Text for analysis -
***

On Fri, 11 Mar 2011, Micha Silver wrote:

Also make sure you're clear on the distinction in GRASS between the
geography of vector layers and their attributes. GRASS always stores the
vector geography in it's own internal format (enforcing topology, etc) and
there's no need from GRASS's point of view to have the X-Y coordinates in
the attribute table.

Micha,

  Yes, I know this difference. In some cases (such as the water well logs),
the geographic coordinates are part of the source data. GRASS can use those
for the points layer as soon as I learn how to tell it to do so.

Attributes can be stored in any of several ways. But this is totally
independent of the geography.  So you can first set up the default
database connection, as Hamish explained, to be postgres. Then whenever
you import vector data, the geography will still be kept internally by
GRASS, and the attribute columns will be pushed into Postgres. Whether or
not the final Postgres database has X-Y columns is irrelevant to GRASS
handling the vectors. You might want that data kept in the table for your
own needs, but GRASS doesn't look there.

***

Task details - Continue the mailing-list exchange about how GRASS stores vector geography apart from its attributes, starting after its final sentence.

***

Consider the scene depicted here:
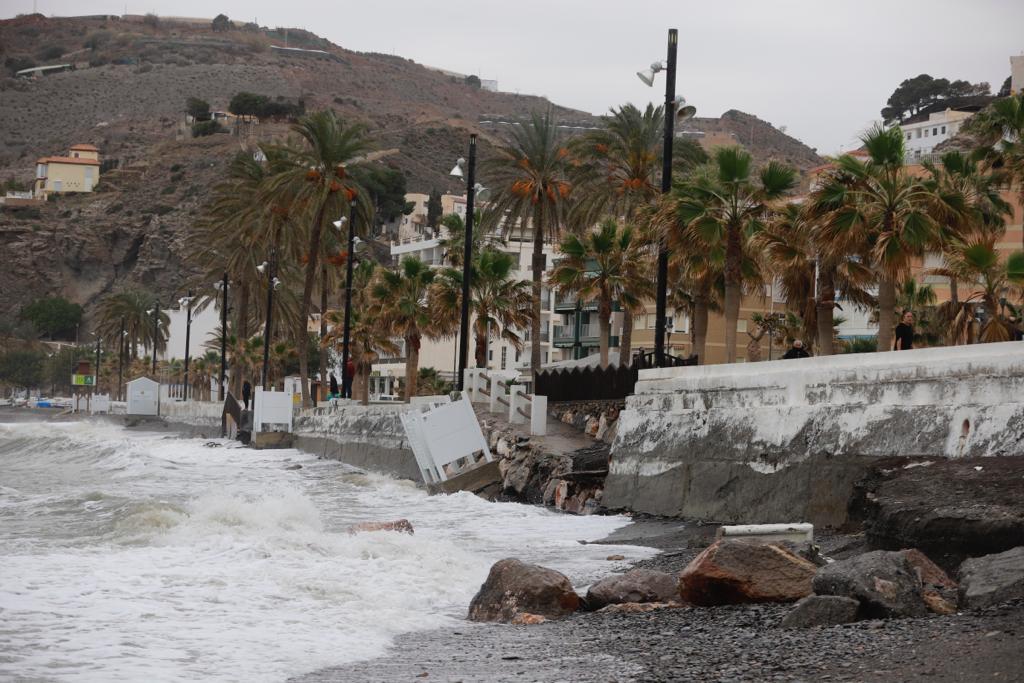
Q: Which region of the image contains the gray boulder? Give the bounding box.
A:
[780,595,860,629]
[469,559,580,623]
[812,550,929,618]
[959,546,1024,609]
[587,569,679,609]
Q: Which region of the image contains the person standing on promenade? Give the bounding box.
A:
[893,310,913,351]
[782,339,811,360]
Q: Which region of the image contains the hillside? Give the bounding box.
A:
[0,14,820,315]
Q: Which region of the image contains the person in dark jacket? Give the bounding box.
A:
[782,339,811,360]
[893,310,913,351]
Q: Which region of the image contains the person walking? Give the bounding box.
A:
[782,339,811,360]
[893,310,913,351]
[341,358,355,398]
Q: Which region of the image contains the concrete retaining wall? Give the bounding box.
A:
[603,342,1024,525]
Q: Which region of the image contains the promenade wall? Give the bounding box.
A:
[602,342,1024,526]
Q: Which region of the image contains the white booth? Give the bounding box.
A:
[127,377,160,415]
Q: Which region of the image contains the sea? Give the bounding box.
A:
[0,416,655,681]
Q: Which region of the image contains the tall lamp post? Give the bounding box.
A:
[256,250,281,391]
[333,198,358,398]
[451,133,476,391]
[213,272,227,401]
[178,290,193,400]
[637,29,696,368]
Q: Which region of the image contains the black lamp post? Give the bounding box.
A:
[452,133,476,391]
[178,290,193,400]
[256,250,280,391]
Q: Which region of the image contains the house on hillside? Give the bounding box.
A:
[33,144,99,198]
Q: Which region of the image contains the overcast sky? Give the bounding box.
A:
[9,0,1024,154]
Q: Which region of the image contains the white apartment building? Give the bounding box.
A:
[900,109,974,164]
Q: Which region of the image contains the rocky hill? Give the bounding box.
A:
[0,14,820,315]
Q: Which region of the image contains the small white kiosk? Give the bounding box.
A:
[127,377,160,415]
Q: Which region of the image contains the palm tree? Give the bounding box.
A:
[432,248,532,368]
[943,237,1024,343]
[481,112,572,374]
[266,110,373,405]
[372,256,436,403]
[811,126,959,350]
[677,146,797,362]
[549,218,654,368]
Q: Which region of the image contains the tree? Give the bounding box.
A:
[549,218,654,368]
[677,146,797,362]
[427,189,444,230]
[0,350,46,389]
[266,110,376,405]
[882,74,989,125]
[18,297,82,339]
[185,97,210,121]
[211,14,232,33]
[433,248,532,368]
[481,112,572,375]
[810,126,962,350]
[373,256,437,403]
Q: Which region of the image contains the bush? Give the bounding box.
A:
[193,121,226,137]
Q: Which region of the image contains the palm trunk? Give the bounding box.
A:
[693,295,708,364]
[597,301,611,370]
[295,202,327,408]
[529,209,544,380]
[815,267,836,355]
[878,276,896,351]
[725,225,742,362]
[406,335,420,403]
[618,308,633,368]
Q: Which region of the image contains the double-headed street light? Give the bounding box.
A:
[637,29,696,368]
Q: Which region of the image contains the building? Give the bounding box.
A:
[33,144,99,197]
[900,109,974,163]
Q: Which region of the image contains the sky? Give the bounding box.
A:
[8,0,1024,154]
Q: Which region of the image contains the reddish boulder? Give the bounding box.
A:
[679,539,817,605]
[469,559,580,623]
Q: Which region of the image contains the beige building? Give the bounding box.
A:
[33,144,99,197]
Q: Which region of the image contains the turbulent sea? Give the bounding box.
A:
[0,418,653,681]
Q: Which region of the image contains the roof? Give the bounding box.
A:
[36,157,99,166]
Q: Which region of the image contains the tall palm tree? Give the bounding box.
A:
[372,256,437,403]
[811,126,961,350]
[433,248,532,368]
[677,146,797,362]
[549,218,654,368]
[482,112,572,374]
[266,110,373,405]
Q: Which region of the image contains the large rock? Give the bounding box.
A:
[679,539,817,605]
[852,458,1024,572]
[814,550,929,618]
[469,559,580,623]
[781,595,860,629]
[587,569,679,609]
[959,546,1024,608]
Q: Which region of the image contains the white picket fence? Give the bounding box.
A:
[464,368,548,436]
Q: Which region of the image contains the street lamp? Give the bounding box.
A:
[637,29,696,368]
[213,272,227,403]
[450,133,482,391]
[178,290,194,400]
[334,197,361,398]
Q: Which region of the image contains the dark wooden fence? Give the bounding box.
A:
[534,353,697,402]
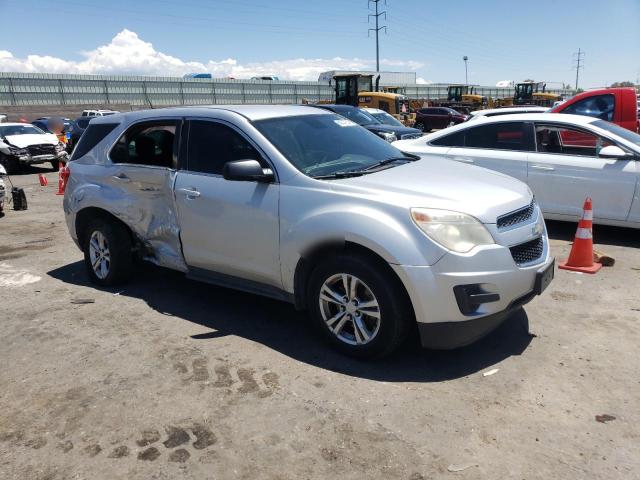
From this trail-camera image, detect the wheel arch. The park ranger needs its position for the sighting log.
[293,240,413,312]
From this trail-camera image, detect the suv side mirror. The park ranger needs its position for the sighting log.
[598,145,629,160]
[222,160,275,183]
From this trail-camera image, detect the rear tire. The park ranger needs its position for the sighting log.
[82,218,133,287]
[307,253,413,358]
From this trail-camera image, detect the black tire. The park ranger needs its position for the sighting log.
[307,252,415,358]
[0,153,20,175]
[81,218,133,287]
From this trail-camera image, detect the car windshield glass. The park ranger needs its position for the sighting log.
[371,112,404,127]
[336,108,380,126]
[0,125,44,137]
[254,115,404,177]
[592,120,640,147]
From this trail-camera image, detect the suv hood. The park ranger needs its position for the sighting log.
[4,133,58,148]
[331,155,533,223]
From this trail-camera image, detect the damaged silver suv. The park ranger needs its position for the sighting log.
[64,105,553,357]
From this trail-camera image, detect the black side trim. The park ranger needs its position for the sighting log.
[187,267,294,303]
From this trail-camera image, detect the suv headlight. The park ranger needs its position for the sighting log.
[411,208,495,253]
[9,147,29,155]
[376,132,398,143]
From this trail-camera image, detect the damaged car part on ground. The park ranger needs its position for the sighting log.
[64,106,553,357]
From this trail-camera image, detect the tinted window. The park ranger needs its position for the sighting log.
[109,121,177,168]
[464,122,529,151]
[254,115,405,176]
[430,130,464,147]
[71,123,118,160]
[187,120,260,175]
[562,94,615,122]
[536,125,613,157]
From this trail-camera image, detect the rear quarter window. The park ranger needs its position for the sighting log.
[71,123,118,161]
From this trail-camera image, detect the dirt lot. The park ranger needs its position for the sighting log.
[0,168,640,480]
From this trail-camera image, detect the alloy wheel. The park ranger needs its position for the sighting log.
[319,273,381,345]
[89,230,111,280]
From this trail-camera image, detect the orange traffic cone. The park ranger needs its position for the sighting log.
[56,163,71,195]
[559,198,602,273]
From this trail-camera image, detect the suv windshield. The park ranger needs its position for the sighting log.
[336,108,380,127]
[254,114,406,177]
[0,125,44,137]
[367,112,404,127]
[592,120,640,147]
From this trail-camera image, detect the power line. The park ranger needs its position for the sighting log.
[367,0,387,72]
[573,48,584,90]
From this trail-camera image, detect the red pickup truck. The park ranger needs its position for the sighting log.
[550,88,640,133]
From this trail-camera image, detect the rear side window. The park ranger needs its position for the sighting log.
[464,122,530,151]
[71,123,118,161]
[187,120,261,175]
[562,93,616,122]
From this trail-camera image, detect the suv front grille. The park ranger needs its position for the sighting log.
[27,143,56,157]
[496,200,536,229]
[509,237,544,266]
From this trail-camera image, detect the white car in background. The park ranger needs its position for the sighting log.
[0,123,67,175]
[393,113,640,228]
[467,106,549,122]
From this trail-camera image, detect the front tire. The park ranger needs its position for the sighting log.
[307,253,413,358]
[83,219,133,287]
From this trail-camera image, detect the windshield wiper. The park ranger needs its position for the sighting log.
[364,156,420,171]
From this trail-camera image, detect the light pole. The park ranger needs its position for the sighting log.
[462,55,469,85]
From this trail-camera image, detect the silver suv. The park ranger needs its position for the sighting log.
[64,105,553,357]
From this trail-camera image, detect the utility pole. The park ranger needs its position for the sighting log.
[573,48,584,90]
[462,55,469,85]
[367,0,387,72]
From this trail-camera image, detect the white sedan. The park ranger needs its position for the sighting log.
[393,113,640,228]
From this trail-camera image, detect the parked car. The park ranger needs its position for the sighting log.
[67,117,95,152]
[313,104,422,142]
[0,123,67,175]
[81,110,120,117]
[64,105,553,357]
[550,88,640,133]
[31,117,72,133]
[394,113,640,228]
[413,107,467,132]
[467,105,549,121]
[360,107,417,130]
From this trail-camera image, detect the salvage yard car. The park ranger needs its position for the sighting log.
[394,113,640,228]
[64,105,553,357]
[0,123,67,175]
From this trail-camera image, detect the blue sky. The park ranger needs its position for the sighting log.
[0,0,640,87]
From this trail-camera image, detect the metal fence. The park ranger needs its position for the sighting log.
[0,72,571,107]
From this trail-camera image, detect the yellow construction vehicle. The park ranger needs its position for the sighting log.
[513,81,561,107]
[333,73,415,125]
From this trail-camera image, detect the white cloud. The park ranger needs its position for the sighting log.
[0,29,424,80]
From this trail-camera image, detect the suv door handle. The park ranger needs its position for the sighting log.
[178,187,200,198]
[111,173,131,183]
[531,165,555,172]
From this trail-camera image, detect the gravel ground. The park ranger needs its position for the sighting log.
[0,168,640,480]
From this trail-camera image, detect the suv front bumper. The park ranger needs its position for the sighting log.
[392,240,554,349]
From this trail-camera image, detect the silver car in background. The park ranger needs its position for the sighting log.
[64,105,553,357]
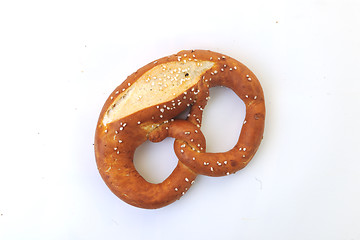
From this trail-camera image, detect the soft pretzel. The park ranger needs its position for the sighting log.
[95,50,265,208]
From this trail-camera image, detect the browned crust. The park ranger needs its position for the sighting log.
[95,50,265,208]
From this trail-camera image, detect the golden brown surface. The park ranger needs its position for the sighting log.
[95,50,265,208]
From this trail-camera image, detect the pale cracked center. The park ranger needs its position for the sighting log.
[103,61,214,125]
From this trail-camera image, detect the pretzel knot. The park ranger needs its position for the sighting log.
[94,50,265,208]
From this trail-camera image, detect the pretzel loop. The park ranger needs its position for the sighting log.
[94,50,265,208]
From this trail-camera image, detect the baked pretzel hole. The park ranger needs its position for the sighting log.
[133,137,178,184]
[201,87,246,153]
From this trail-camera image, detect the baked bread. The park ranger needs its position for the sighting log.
[95,50,265,208]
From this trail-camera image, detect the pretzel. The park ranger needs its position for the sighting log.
[94,50,265,209]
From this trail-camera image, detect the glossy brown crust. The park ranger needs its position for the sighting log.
[95,50,265,208]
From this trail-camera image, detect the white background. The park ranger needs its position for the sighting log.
[0,0,360,240]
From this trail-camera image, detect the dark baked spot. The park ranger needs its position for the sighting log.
[254,113,262,120]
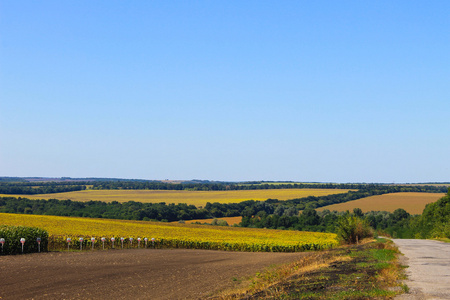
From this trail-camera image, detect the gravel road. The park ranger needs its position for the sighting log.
[392,239,450,299]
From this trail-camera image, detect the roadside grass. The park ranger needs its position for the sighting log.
[210,239,408,300]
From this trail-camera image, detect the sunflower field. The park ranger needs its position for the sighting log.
[0,213,338,252]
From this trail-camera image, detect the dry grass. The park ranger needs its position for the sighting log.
[0,189,349,207]
[317,193,445,214]
[213,251,351,300]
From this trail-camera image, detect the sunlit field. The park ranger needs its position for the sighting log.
[317,193,445,214]
[0,213,337,252]
[0,189,349,207]
[178,216,242,226]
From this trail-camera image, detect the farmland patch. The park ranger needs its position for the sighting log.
[317,193,445,214]
[0,189,349,207]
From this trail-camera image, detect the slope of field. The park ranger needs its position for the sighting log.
[179,217,242,226]
[0,213,337,252]
[317,193,445,214]
[0,189,349,207]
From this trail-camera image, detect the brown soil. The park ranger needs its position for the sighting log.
[0,249,307,299]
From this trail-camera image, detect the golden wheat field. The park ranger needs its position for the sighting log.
[178,217,242,226]
[317,193,445,214]
[0,189,349,207]
[0,213,337,252]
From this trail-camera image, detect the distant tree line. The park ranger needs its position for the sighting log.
[0,180,447,196]
[0,186,438,221]
[0,182,86,195]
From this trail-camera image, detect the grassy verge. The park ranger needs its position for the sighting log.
[211,239,408,299]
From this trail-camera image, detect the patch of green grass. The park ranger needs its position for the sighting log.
[326,288,396,300]
[214,240,408,300]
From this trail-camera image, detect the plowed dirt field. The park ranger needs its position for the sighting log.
[0,249,308,300]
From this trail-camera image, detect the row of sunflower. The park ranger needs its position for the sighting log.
[0,213,338,252]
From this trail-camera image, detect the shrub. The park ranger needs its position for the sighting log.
[0,225,48,255]
[337,216,373,244]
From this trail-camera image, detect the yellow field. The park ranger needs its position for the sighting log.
[178,217,242,226]
[317,193,445,214]
[0,189,349,207]
[0,213,337,252]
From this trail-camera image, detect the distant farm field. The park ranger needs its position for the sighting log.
[0,189,349,207]
[178,216,242,226]
[317,193,445,214]
[0,213,338,252]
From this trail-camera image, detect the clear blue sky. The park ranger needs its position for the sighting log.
[0,0,450,182]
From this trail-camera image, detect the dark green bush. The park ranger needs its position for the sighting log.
[337,215,373,244]
[0,225,48,255]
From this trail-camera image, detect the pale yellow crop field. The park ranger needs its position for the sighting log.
[178,216,242,226]
[0,189,349,207]
[0,213,338,252]
[317,193,446,214]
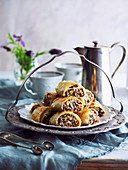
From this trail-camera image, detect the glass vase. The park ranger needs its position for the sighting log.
[14,60,35,85]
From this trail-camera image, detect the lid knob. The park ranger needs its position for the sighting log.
[93,41,98,47]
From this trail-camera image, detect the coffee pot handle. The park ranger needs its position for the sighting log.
[111,42,127,79]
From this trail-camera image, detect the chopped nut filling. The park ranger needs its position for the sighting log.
[63,99,82,112]
[58,114,79,127]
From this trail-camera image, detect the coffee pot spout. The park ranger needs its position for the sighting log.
[74,47,87,56]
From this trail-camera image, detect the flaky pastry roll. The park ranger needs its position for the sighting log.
[49,111,81,127]
[77,108,99,126]
[89,99,105,117]
[56,80,86,97]
[29,102,44,114]
[51,96,84,112]
[80,89,94,107]
[32,106,55,124]
[43,92,57,106]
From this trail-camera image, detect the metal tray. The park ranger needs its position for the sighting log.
[6,105,126,135]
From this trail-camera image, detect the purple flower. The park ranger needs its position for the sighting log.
[0,42,11,51]
[13,34,25,47]
[25,50,35,58]
[0,42,7,49]
[49,48,62,55]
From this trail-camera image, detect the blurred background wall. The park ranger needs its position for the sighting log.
[0,0,128,84]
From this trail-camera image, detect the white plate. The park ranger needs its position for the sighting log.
[18,103,116,130]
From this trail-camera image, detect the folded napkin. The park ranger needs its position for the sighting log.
[0,80,128,170]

***

The answer -
  You're thinking in terms of spatial source data as .shp, .e00, .img and so
on. I'm also working with data from flat-files (such as Access),
spreadsheets (permit compliance monitoring), text files (biological survey
results), and so on. These data have no spatial structures, only (if I'm
really lucky) geographic coordinates from permits or reports. Those become
columns in the database and the map layer generated from those points.

  Germane to this topic, I decided this morning to migrate all attribute
data from the internal dbf to postgres tables. Then I can set the driver and
location in an environment used each time I start GRASS.